**PARTS OF THE EXERCISE**
1. Edit the text on the BioWatch hearing from "To protect the" to "this acquisition process.", replacing "Chairman" with "Representative".
2. Pick up the text on the BioWatch hearing after its last sentence and keep it going.

**QUOTED TEXT**
■ ■ ■ ■ ■ ■ ■
To protect the U.S. Homeland from a potentially catastrophic bioterror attack, the Department of Homeland Security (DHS) utilizes a variety of biosurveillance tools, including BioWatch and the National Biosurveillance and Integration Center (NBIC). DHS currently has deployed BioWatch Generation 1 / 2 in high-risk urban areas throughout the country and is undergoing a major acquisition of the BioWatch Generation 3 system (Gen-3), which would be one of the Department’s most expensive acquisitions to date.
At this hearing, a continuation of the Committee on Homeland Security’s robust oversight of BioWatch, Members will examine a to-be-released Government Accountability Office (GAO) report on BioWatch requested by Chairman Bilirakis and Chairman Lungren. The report, to be released prior to the hearing, is expected to detail shortcomings in this acquisition process.
The hearing will give Members the opportunity to assess the practicability of implementing Gen-3, what steps are necessary to ensure Gen-3’s effectiveness, and how future acquisition processes can be improved. It will also provide an opportunity to discuss continued challenges with Gen 1 / 2, DHS’s long-awaited strategic plan for the NBIC, and DHS's role in optimizing biosurveillance generally.
■ ■ ■ ■ ■ ■ ■
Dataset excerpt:

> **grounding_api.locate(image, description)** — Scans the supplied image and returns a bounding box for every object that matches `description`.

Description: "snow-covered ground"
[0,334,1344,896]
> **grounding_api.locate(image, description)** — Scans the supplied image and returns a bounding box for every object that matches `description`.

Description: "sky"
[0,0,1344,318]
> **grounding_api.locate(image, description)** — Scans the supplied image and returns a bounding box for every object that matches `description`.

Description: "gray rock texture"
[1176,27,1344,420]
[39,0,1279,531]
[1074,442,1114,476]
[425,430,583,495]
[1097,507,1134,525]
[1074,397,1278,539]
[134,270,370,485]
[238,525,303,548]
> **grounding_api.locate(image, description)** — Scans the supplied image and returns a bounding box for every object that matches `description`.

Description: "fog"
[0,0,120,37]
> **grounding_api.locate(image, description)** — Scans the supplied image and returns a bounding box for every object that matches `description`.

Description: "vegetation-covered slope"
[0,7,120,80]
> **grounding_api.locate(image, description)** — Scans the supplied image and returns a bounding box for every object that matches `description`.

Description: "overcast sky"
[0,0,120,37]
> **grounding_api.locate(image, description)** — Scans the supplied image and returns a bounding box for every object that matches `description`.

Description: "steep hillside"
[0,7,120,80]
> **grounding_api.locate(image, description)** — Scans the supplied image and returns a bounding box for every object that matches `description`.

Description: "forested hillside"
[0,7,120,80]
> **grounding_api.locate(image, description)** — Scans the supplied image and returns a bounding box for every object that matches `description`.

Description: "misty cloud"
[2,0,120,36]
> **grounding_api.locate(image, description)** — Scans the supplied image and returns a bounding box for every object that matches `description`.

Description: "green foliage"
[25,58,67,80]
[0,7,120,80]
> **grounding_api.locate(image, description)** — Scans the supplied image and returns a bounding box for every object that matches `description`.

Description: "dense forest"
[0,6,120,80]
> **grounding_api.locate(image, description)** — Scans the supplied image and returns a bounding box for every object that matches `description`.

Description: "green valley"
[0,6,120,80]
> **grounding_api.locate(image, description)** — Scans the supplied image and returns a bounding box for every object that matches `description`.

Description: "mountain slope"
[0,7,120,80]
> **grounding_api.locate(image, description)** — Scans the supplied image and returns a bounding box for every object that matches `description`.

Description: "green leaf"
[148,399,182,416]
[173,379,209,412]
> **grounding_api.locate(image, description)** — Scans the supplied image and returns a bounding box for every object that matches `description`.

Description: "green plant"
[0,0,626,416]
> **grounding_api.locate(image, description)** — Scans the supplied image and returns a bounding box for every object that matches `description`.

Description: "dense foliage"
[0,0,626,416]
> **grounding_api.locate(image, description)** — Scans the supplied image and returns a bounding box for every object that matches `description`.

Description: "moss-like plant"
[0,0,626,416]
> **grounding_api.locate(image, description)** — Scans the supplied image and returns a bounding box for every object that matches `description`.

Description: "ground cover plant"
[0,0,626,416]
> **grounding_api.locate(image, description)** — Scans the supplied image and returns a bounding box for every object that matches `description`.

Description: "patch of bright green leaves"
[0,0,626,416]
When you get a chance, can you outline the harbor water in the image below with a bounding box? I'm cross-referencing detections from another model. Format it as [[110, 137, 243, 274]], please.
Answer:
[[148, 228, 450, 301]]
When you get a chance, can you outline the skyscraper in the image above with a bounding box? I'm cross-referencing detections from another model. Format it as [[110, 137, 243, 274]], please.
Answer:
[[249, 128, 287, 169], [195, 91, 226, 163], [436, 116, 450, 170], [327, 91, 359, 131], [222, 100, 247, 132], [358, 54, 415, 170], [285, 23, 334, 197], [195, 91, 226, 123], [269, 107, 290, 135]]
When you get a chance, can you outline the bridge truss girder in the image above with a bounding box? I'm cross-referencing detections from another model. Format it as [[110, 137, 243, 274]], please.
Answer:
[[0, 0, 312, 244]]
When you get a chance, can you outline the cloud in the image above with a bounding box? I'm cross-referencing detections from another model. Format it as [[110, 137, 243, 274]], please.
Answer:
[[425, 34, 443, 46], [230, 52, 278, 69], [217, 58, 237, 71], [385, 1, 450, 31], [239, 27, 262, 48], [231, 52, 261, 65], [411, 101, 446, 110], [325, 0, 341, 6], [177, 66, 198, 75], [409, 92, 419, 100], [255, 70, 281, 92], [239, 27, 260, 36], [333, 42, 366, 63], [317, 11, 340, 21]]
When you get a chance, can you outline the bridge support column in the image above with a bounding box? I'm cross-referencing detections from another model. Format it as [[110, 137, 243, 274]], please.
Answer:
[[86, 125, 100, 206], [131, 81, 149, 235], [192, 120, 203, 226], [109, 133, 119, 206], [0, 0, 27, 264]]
■ ■ ■ ■ ■ ■ ■
**IN RESPONSE**
1.
To protect the U.S. Homeland from a potentially catastrophic bioterror attack, the Department of Homeland Security (DHS) utilizes a variety of biosurveillance tools, including BioWatch and the National Biosurveillance and Integration Center (NBIC). DHS currently has deployed BioWatch Generation 1 / 2 in high-risk urban areas throughout the country and is undergoing a major acquisition of the BioWatch Generation 3 system (Gen-3), which would be one of the Department’s most expensive acquisitions to date.
At this hearing, a continuation of the Committee on Homeland Security’s robust oversight of BioWatch, Members will examine a to-be-released Government Accountability Office (GAO) report on BioWatch requested by Representative Bilirakis and Representative Lungren. The report, to be released prior to the hearing, is expected to detail shortcomings in this acquisition process.

2.
Bilirakis said: "The Subcommittee on Emergency Preparedness, Response, and Communications and the Subcommittee on Cybersecurity, Infrastructure Protection, and Security Technologies have conducted extensive oversight over BioWatch throughout the 112th Congress. This hearing continues this important oversight of the Department of Homeland Security's biosurveillance capabilities, and will pay particular attention to the capabilities of BioWatch Generation 1/2 and the procurement of the next generation of BioWatch, known as Gen-3. With an estimated life cycle cost of $5.8 billion, the Gen-3 procurement is one of the most costly at the Department of Homeland Security. We must ensure that the development and procurement of the next generation of BioWatch is based on sound science and that we are getting an appropriate return on our investment. This hearing will provide Members of the Subcommittees an opportunity to consider the efficiency and effectiveness of BioWatch, particularly through the lens of analysis prepared by the Government Accountability Office at the request of Chairman Lungren and myself."
What: Joint Subcommittee Hearing on “BioWatch Present and Future: Meeting Mission Needs for Effective Biosurveillance?”
When: 2 p.m., Thursday, September 13, 2012
Where: 311 Cannon House Office Building
**Live video feed will be available HERE
Opening statements, witness testimony, and the live video feed will be available online HERE.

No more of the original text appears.